Excerpt to read:
When Iran began loading fuel into Bushehr in August, officials said it would take two to three months for the plant to start producing electricity and that it would generate 1,000 megawatts, about 2.5 percent of the country's power usage.
“We hope that the fuel will be transferred to the core of the Bushehr nuclear power plant next week and before the second half of the Iranian month of Mehr (Oct. 7),” Ali Akbar Salehi, head of Iran's Atomic Energy Organization, was quoted on Wednesday as saying by the semi-official news agency ISNA.
“The ground is being prepared in this regard and, God willing, the fuel will be loaded to the core of the reactor completely by early November and the heart of Bushehr power plant will start beating by then.”
Salehi added: “Two to three months after that electricity will be added to the networks.”This would mean Bushehr generating electricity from January or February.

Raw data:
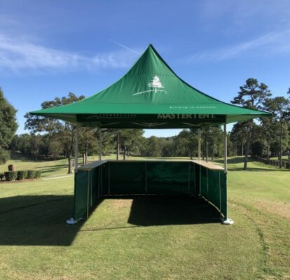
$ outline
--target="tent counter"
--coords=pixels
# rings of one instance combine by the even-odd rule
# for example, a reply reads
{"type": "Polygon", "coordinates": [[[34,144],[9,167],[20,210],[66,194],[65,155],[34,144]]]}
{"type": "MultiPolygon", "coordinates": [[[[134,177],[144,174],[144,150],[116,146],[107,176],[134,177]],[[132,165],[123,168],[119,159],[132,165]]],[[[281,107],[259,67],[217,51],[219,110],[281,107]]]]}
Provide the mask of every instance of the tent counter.
{"type": "Polygon", "coordinates": [[[227,218],[226,174],[202,160],[100,160],[75,174],[74,219],[87,218],[101,197],[115,195],[194,195],[227,218]]]}

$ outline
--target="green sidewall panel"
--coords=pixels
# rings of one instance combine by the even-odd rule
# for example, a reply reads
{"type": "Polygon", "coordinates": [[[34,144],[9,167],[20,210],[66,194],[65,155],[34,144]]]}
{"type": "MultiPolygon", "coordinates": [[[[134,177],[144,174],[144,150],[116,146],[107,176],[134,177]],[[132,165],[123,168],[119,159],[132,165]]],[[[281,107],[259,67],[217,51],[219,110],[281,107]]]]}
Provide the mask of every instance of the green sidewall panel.
{"type": "Polygon", "coordinates": [[[147,162],[150,194],[189,194],[188,162],[147,162]]]}
{"type": "Polygon", "coordinates": [[[109,194],[146,193],[145,167],[145,162],[110,162],[109,194]]]}
{"type": "Polygon", "coordinates": [[[74,218],[78,220],[87,215],[88,172],[75,174],[74,187],[74,218]]]}
{"type": "Polygon", "coordinates": [[[193,162],[108,162],[75,176],[74,218],[86,218],[98,198],[116,195],[200,195],[227,218],[226,174],[193,162]]]}

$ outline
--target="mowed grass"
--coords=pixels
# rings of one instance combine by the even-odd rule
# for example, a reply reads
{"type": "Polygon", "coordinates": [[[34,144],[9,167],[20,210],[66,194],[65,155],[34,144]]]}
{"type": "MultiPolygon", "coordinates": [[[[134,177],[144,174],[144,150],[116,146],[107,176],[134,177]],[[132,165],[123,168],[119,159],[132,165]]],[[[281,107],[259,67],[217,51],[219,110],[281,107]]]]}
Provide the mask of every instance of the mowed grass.
{"type": "Polygon", "coordinates": [[[67,226],[74,178],[55,178],[65,166],[0,183],[0,279],[290,279],[290,171],[250,162],[244,172],[240,158],[228,167],[230,226],[197,222],[208,206],[195,213],[180,197],[104,200],[67,226]]]}

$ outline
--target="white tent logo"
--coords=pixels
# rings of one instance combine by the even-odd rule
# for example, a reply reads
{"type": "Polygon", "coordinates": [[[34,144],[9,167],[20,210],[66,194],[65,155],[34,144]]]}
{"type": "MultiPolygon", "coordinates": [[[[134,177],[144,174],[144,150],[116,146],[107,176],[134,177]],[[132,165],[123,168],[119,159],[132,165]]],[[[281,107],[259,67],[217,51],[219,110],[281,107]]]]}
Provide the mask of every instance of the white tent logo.
{"type": "Polygon", "coordinates": [[[158,76],[154,76],[152,80],[147,84],[147,86],[151,88],[149,90],[145,90],[144,92],[137,92],[133,94],[134,95],[139,95],[142,94],[143,93],[146,92],[163,92],[165,93],[167,93],[166,90],[162,90],[164,88],[163,85],[161,83],[160,78],[158,76]]]}

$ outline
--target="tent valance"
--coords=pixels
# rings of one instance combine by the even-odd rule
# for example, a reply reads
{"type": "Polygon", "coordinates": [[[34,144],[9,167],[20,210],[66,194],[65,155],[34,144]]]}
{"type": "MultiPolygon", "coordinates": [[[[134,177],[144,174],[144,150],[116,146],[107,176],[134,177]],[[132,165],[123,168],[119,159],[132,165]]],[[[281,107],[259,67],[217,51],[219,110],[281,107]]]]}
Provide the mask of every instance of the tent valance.
{"type": "Polygon", "coordinates": [[[217,100],[193,88],[149,45],[116,83],[74,104],[32,112],[104,128],[190,128],[269,115],[217,100]]]}

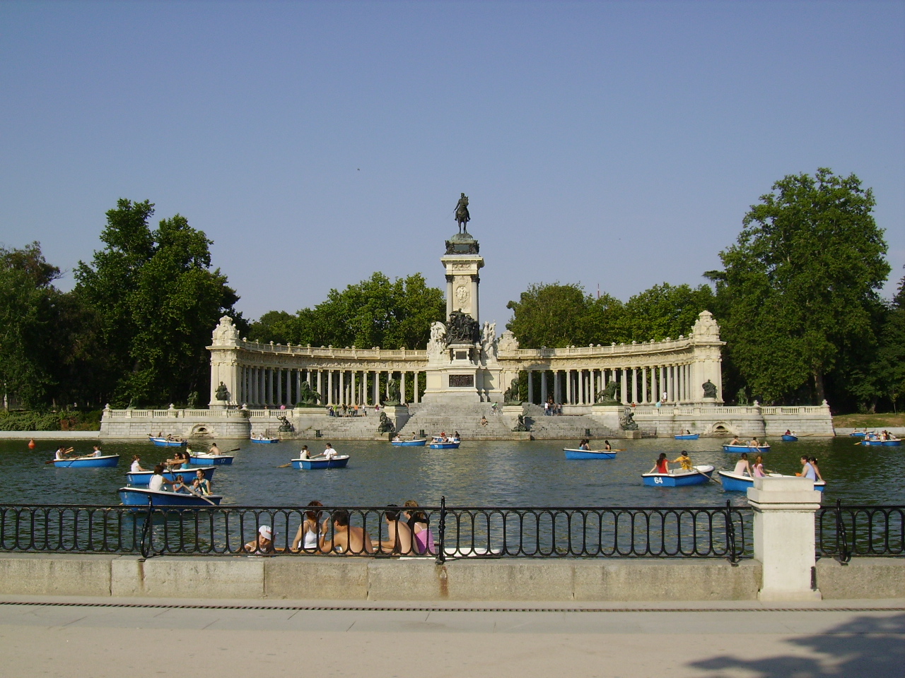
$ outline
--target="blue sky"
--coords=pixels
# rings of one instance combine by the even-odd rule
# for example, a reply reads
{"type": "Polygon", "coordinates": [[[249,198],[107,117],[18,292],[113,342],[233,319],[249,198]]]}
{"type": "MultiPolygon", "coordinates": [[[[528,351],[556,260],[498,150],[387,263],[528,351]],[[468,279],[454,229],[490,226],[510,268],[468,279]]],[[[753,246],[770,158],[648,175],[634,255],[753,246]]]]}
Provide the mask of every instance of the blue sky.
{"type": "Polygon", "coordinates": [[[150,199],[255,318],[423,272],[461,192],[481,319],[533,282],[704,282],[827,166],[905,271],[905,3],[0,4],[0,242],[70,271],[150,199]]]}

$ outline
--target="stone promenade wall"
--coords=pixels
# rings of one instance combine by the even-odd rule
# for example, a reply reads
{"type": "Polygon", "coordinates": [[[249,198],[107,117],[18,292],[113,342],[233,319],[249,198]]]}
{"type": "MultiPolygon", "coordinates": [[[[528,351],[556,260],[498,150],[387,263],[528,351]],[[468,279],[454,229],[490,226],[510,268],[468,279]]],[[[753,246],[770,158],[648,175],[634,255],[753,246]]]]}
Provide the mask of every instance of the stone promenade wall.
{"type": "MultiPolygon", "coordinates": [[[[817,563],[824,599],[905,598],[902,559],[817,563]]],[[[346,600],[754,600],[757,560],[0,555],[0,595],[346,600]]]]}

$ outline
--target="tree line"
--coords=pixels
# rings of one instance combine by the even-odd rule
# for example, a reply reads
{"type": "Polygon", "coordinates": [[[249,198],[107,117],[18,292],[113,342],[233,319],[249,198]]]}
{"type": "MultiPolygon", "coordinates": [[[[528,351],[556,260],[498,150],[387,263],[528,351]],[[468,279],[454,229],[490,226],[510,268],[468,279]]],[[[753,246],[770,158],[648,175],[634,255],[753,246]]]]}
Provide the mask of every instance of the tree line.
{"type": "MultiPolygon", "coordinates": [[[[626,302],[575,283],[538,283],[508,307],[529,348],[662,340],[711,311],[727,342],[723,392],[744,404],[826,398],[835,411],[896,409],[905,393],[905,278],[891,300],[875,201],[857,176],[788,175],[751,206],[722,268],[698,287],[662,283],[626,302]]],[[[38,243],[0,248],[0,385],[9,408],[204,405],[205,347],[229,315],[242,336],[314,346],[423,349],[444,319],[441,289],[421,274],[331,289],[294,314],[249,324],[212,241],[176,214],[151,227],[154,205],[119,200],[101,249],[62,292],[38,243]],[[203,395],[199,395],[203,394],[203,395]]]]}

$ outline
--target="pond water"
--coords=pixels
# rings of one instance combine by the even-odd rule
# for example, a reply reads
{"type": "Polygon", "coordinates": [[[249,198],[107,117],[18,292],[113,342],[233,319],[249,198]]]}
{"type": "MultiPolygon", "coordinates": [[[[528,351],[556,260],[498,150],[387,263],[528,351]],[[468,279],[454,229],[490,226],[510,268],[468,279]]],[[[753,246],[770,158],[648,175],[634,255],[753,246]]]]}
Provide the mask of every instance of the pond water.
{"type": "MultiPolygon", "coordinates": [[[[218,466],[214,491],[224,504],[300,506],[311,499],[325,505],[378,506],[415,499],[422,505],[471,506],[713,506],[729,500],[747,504],[742,493],[724,492],[716,483],[680,488],[646,487],[641,474],[653,466],[660,452],[675,458],[681,449],[695,464],[731,470],[738,455],[726,454],[719,438],[663,438],[613,441],[625,447],[612,460],[567,461],[569,441],[470,441],[458,450],[393,447],[387,442],[336,441],[351,455],[348,467],[324,471],[278,468],[297,457],[302,443],[315,452],[323,440],[285,441],[275,445],[248,440],[220,441],[224,450],[239,447],[230,466],[218,466]]],[[[813,438],[796,443],[770,441],[765,455],[770,470],[801,470],[802,454],[816,457],[827,481],[824,504],[842,499],[849,504],[905,504],[905,447],[855,447],[849,438],[813,438]]],[[[59,443],[38,441],[33,450],[24,440],[0,441],[0,502],[3,504],[119,504],[117,489],[126,485],[133,454],[145,467],[163,461],[173,448],[145,441],[105,442],[107,454],[122,457],[115,468],[56,468],[45,466],[59,443]]],[[[88,453],[90,441],[66,443],[88,453]]],[[[592,447],[595,447],[593,446],[592,447]]]]}

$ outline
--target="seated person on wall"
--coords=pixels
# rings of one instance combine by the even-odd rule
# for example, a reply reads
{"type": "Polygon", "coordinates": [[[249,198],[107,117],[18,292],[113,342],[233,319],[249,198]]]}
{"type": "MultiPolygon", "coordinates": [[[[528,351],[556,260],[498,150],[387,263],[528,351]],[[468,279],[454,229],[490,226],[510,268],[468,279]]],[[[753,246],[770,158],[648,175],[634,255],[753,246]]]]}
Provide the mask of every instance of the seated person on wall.
{"type": "Polygon", "coordinates": [[[330,532],[330,518],[325,518],[320,525],[320,538],[318,540],[318,549],[325,553],[337,551],[352,555],[361,555],[363,553],[373,553],[374,544],[371,543],[371,535],[360,527],[352,527],[348,524],[348,512],[346,509],[338,509],[333,512],[333,538],[327,539],[330,532]]]}
{"type": "Polygon", "coordinates": [[[408,555],[412,552],[412,528],[399,520],[399,507],[395,504],[384,512],[386,521],[386,539],[380,542],[380,551],[393,555],[408,555]]]}

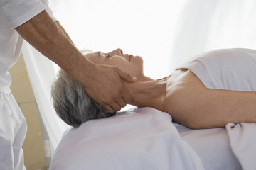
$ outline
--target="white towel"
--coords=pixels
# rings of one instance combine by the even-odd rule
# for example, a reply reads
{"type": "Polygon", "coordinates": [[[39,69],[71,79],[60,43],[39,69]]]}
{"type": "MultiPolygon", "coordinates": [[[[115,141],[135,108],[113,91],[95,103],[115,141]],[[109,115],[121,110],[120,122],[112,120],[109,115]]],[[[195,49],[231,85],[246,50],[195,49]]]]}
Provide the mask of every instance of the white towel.
{"type": "Polygon", "coordinates": [[[244,170],[256,169],[256,123],[226,125],[230,146],[244,170]]]}
{"type": "Polygon", "coordinates": [[[203,169],[171,120],[140,108],[88,121],[65,135],[50,169],[203,169]]]}

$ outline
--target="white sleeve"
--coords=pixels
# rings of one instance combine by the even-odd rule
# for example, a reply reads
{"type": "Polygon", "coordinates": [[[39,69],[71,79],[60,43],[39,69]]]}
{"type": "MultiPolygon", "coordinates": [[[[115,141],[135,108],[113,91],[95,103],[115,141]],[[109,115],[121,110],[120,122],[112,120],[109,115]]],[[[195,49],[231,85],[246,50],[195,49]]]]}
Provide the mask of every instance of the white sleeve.
{"type": "Polygon", "coordinates": [[[53,20],[57,21],[57,19],[53,16],[52,10],[49,8],[49,2],[48,2],[48,0],[40,0],[40,1],[44,5],[44,6],[46,7],[46,12],[53,18],[53,20]]]}
{"type": "Polygon", "coordinates": [[[48,7],[48,1],[0,0],[0,16],[6,19],[11,28],[26,23],[43,10],[55,19],[48,7]]]}

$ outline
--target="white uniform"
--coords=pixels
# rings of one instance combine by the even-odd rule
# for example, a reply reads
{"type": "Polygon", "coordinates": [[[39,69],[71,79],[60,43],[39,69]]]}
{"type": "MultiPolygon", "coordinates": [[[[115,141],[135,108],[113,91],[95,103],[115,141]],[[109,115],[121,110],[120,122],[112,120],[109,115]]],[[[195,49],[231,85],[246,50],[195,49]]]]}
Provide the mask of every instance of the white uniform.
{"type": "Polygon", "coordinates": [[[0,0],[0,169],[26,169],[21,148],[25,118],[14,98],[8,70],[17,61],[23,38],[14,29],[48,8],[47,0],[0,0]]]}
{"type": "Polygon", "coordinates": [[[206,52],[177,69],[189,69],[206,87],[256,91],[256,50],[244,48],[206,52]]]}

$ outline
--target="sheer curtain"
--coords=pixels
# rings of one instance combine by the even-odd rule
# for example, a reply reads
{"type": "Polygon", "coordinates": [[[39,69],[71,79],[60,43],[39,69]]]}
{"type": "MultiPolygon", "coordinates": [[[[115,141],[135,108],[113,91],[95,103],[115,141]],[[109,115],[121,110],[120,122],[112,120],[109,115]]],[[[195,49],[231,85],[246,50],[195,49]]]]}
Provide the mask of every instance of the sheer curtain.
{"type": "MultiPolygon", "coordinates": [[[[51,0],[50,5],[78,48],[121,47],[142,56],[145,74],[154,79],[206,50],[255,48],[254,0],[51,0]]],[[[22,52],[54,151],[68,128],[50,99],[56,67],[27,43],[22,52]]]]}
{"type": "Polygon", "coordinates": [[[171,70],[186,60],[220,48],[256,48],[256,1],[188,1],[171,50],[171,70]]]}

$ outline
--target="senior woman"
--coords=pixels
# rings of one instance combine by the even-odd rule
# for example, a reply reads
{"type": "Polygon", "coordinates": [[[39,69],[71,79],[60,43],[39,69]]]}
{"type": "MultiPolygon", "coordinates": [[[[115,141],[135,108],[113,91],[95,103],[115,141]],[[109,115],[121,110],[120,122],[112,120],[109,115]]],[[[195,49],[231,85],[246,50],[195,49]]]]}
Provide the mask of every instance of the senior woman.
{"type": "MultiPolygon", "coordinates": [[[[166,112],[174,122],[193,129],[256,123],[256,50],[238,48],[204,52],[157,80],[144,74],[141,57],[124,54],[120,49],[85,55],[96,64],[118,66],[136,76],[136,82],[124,82],[132,96],[130,104],[166,112]]],[[[53,86],[52,96],[57,113],[74,127],[113,115],[92,101],[82,85],[63,70],[53,86]]]]}

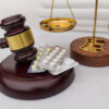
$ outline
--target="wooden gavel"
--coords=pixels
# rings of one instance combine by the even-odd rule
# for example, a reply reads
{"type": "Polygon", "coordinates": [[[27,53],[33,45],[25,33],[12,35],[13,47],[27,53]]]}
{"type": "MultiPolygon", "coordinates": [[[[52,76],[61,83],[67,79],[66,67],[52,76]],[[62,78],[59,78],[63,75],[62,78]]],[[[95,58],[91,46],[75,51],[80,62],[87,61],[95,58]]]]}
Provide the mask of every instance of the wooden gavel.
{"type": "Polygon", "coordinates": [[[32,61],[37,52],[34,48],[34,37],[28,26],[25,26],[25,16],[17,14],[1,21],[0,27],[5,29],[4,38],[0,38],[0,48],[10,48],[19,62],[32,61]]]}

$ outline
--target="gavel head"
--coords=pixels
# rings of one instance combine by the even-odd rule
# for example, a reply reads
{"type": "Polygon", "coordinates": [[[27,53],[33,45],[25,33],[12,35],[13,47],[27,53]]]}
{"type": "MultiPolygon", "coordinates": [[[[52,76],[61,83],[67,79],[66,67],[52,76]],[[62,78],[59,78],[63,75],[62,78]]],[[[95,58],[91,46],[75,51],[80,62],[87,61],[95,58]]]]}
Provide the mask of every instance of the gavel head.
{"type": "Polygon", "coordinates": [[[34,37],[28,26],[25,26],[25,16],[17,14],[1,21],[0,27],[5,31],[1,39],[3,47],[9,47],[15,55],[15,61],[27,62],[35,58],[34,37]]]}

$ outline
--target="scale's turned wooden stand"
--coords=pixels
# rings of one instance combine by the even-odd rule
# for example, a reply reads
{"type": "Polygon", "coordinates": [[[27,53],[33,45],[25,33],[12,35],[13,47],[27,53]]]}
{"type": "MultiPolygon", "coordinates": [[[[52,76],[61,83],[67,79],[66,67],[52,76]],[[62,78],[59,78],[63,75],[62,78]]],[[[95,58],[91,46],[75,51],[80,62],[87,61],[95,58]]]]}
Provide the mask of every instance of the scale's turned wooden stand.
{"type": "MultiPolygon", "coordinates": [[[[77,62],[88,66],[106,66],[109,65],[109,39],[100,38],[106,40],[104,45],[104,52],[87,52],[81,50],[80,47],[85,44],[86,37],[75,39],[71,43],[71,57],[77,62]]],[[[97,48],[99,50],[99,46],[97,48]]]]}
{"type": "Polygon", "coordinates": [[[0,92],[19,99],[40,99],[65,89],[74,80],[74,69],[53,76],[49,72],[28,74],[28,63],[17,63],[11,55],[0,64],[0,92]]]}
{"type": "Polygon", "coordinates": [[[93,37],[83,37],[71,43],[71,57],[88,66],[109,65],[109,39],[96,37],[98,0],[95,4],[93,37]]]}

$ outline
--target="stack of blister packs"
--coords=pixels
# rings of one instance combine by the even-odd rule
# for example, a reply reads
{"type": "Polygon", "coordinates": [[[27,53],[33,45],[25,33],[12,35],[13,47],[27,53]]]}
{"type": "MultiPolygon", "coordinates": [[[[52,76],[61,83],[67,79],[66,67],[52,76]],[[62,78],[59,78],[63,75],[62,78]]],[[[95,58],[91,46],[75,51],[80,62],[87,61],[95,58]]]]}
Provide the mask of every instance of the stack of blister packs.
{"type": "Polygon", "coordinates": [[[28,73],[43,73],[49,71],[52,75],[58,75],[76,66],[78,63],[68,58],[66,55],[68,50],[59,46],[39,47],[36,59],[28,69],[28,73]]]}

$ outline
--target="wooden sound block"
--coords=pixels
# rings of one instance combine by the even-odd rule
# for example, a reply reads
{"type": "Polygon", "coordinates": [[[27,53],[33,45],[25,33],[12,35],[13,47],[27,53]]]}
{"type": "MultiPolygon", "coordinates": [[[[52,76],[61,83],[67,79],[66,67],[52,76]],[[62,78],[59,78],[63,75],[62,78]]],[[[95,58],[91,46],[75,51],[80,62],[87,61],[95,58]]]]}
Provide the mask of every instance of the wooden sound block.
{"type": "Polygon", "coordinates": [[[80,47],[85,44],[87,37],[75,39],[71,43],[71,58],[81,64],[87,66],[107,66],[109,65],[109,39],[104,45],[104,52],[87,52],[81,50],[80,47]]]}
{"type": "Polygon", "coordinates": [[[0,92],[17,99],[40,99],[65,89],[74,80],[74,69],[60,75],[28,74],[29,63],[16,63],[11,55],[0,64],[0,92]]]}

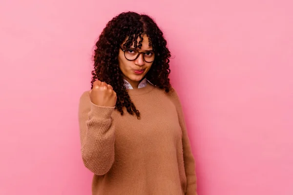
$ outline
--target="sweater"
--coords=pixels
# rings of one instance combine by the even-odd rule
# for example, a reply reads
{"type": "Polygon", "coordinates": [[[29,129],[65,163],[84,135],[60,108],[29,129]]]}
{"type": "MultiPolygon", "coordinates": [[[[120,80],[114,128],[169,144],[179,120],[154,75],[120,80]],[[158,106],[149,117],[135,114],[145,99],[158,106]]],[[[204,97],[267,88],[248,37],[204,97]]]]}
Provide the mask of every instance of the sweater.
{"type": "Polygon", "coordinates": [[[195,164],[177,94],[148,83],[127,90],[140,119],[98,106],[88,91],[79,106],[81,153],[94,174],[93,195],[197,195],[195,164]]]}

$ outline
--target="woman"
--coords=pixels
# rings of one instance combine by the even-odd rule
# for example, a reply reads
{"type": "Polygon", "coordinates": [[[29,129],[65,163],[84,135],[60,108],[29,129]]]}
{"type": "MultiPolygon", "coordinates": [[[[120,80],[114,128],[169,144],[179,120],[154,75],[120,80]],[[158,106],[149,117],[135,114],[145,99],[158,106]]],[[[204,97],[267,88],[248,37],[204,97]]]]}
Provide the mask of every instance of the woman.
{"type": "Polygon", "coordinates": [[[113,18],[100,36],[91,90],[82,95],[79,111],[93,195],[197,195],[166,45],[155,22],[134,12],[113,18]]]}

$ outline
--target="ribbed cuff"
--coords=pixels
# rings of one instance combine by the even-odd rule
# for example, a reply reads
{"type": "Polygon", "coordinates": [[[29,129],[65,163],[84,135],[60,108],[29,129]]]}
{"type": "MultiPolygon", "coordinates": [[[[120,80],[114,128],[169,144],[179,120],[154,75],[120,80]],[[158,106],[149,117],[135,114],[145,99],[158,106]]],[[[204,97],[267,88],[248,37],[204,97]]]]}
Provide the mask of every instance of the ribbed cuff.
{"type": "Polygon", "coordinates": [[[107,118],[111,117],[114,107],[97,106],[91,101],[90,116],[98,118],[107,118]]]}

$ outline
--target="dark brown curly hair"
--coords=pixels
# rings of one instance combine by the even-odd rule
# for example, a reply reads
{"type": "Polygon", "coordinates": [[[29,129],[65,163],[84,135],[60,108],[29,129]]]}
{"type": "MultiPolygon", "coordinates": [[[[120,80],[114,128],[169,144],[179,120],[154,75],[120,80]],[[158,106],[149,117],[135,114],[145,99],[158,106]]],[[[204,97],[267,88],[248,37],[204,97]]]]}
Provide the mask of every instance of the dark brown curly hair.
{"type": "Polygon", "coordinates": [[[138,118],[140,118],[140,113],[124,86],[118,56],[120,46],[126,41],[123,46],[126,48],[133,43],[134,47],[140,48],[144,35],[147,36],[149,46],[152,46],[155,53],[158,54],[156,55],[145,78],[154,85],[168,93],[171,88],[168,78],[170,71],[170,51],[167,47],[167,42],[163,32],[154,20],[146,15],[124,12],[108,22],[96,43],[93,58],[94,69],[92,71],[91,88],[97,79],[111,85],[117,96],[115,109],[123,115],[125,107],[130,114],[135,114],[138,118]],[[138,38],[140,40],[138,42],[138,38]]]}

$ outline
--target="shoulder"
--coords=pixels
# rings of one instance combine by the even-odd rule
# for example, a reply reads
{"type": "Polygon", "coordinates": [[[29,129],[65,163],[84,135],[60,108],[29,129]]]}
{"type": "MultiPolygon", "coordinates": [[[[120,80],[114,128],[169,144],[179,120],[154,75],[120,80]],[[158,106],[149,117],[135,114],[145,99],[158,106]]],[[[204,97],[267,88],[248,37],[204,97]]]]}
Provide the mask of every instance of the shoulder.
{"type": "Polygon", "coordinates": [[[90,98],[89,91],[84,91],[82,93],[79,98],[79,108],[84,109],[90,106],[90,98]]]}
{"type": "Polygon", "coordinates": [[[180,99],[176,89],[173,87],[170,88],[169,91],[166,92],[164,89],[159,89],[160,92],[164,93],[173,104],[177,106],[181,106],[180,99]]]}

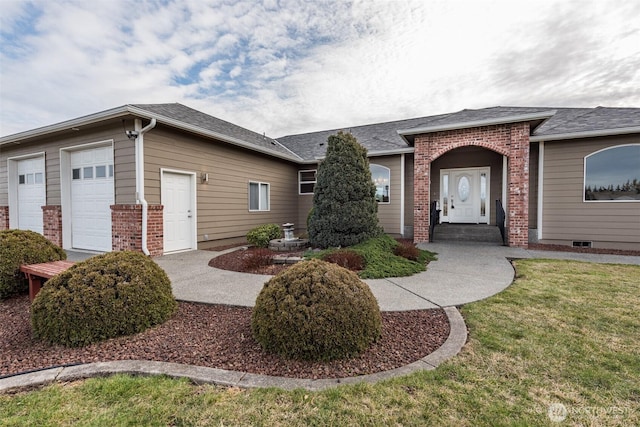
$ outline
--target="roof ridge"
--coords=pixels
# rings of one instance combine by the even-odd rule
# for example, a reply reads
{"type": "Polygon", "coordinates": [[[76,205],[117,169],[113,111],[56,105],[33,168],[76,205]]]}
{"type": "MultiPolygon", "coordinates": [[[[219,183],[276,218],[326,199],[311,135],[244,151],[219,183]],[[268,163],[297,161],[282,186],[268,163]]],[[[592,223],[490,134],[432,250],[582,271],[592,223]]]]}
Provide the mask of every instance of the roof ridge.
{"type": "MultiPolygon", "coordinates": [[[[591,112],[593,112],[595,109],[594,109],[594,108],[584,107],[584,108],[563,108],[563,110],[565,110],[565,111],[567,111],[567,110],[570,110],[570,111],[579,111],[579,110],[584,110],[584,111],[582,111],[580,114],[578,114],[578,115],[576,115],[576,116],[572,117],[571,119],[568,119],[568,120],[560,120],[560,121],[558,121],[558,123],[553,124],[553,125],[549,126],[547,129],[545,129],[545,132],[550,132],[550,131],[552,131],[553,129],[555,129],[555,128],[559,127],[559,126],[564,126],[564,125],[566,125],[567,123],[573,122],[574,120],[576,120],[576,119],[578,119],[578,118],[580,118],[580,117],[583,117],[583,116],[585,116],[585,115],[587,115],[587,114],[590,114],[590,113],[591,113],[591,112]]],[[[556,114],[557,114],[557,113],[556,113],[556,114]]],[[[554,116],[555,116],[555,114],[554,114],[554,116]]],[[[545,121],[544,121],[544,123],[543,123],[542,125],[538,126],[538,128],[542,127],[542,126],[543,126],[544,124],[546,124],[546,123],[549,123],[549,120],[550,120],[550,118],[549,118],[549,119],[547,119],[547,120],[545,120],[545,121]]],[[[536,129],[536,130],[537,130],[537,129],[536,129]]],[[[535,131],[534,131],[534,132],[535,132],[535,131]]]]}

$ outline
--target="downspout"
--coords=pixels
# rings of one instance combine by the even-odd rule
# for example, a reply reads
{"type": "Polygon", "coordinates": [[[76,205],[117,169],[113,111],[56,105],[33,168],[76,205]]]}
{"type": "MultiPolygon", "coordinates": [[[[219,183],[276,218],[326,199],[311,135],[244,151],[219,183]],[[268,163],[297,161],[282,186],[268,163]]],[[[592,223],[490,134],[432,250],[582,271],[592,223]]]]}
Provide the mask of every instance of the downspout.
{"type": "Polygon", "coordinates": [[[151,119],[151,122],[145,127],[142,127],[142,120],[140,119],[136,119],[134,123],[135,130],[138,133],[135,144],[136,199],[137,203],[142,205],[142,252],[149,256],[149,248],[147,247],[147,212],[149,210],[149,204],[144,198],[144,134],[156,126],[156,119],[151,119]]]}
{"type": "Polygon", "coordinates": [[[400,235],[404,238],[404,153],[400,154],[400,235]]]}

Directions:
1. According to the Bushehr excerpt, how much electricity were officials saying the plant would generate?
2. Continue the passage about the Bushehr nuclear plant from the point where it ends.

Replies:
1. 1,000 megawatts, about 2.5 percent of the country's power usage.

2.
Security experts say the Stuxnet computer worm may have been a state-sponsored attack on Iran's nuclear program and have originated in the United States or Israel, the Islamic Republic's arch-adversaries.
Diplomats and security sources say Western governments and Israel view sabotage as one way of slowing Iran's nuclear work.
Little information is available on how much damage, if any, Iran's nuclear and wider infrastructure has suffered from Stuxnet and Tehran will probably never disclose full details.
Some analysts believe Iran may be suffering wider sabotage aimed at slowing its nuclear advances, pointing to a series of unexplained technical glitches that have cut the number of working centrifuge machines at the Natanz enrichment plant.
Meanwhile, the United States on Wednesday named eight senior Iranian officials — including the commander of the Revolutionary Guards and several cabinet ministers — whom it said had participated in serious human rights abuses including killings and beatings after disputed presidential elections in Iran in June 2009.
President Barack Obama signed an executive order imposing sanctions on the Iranian officials and banning Americans from any transactions with them, the Treasury Department said.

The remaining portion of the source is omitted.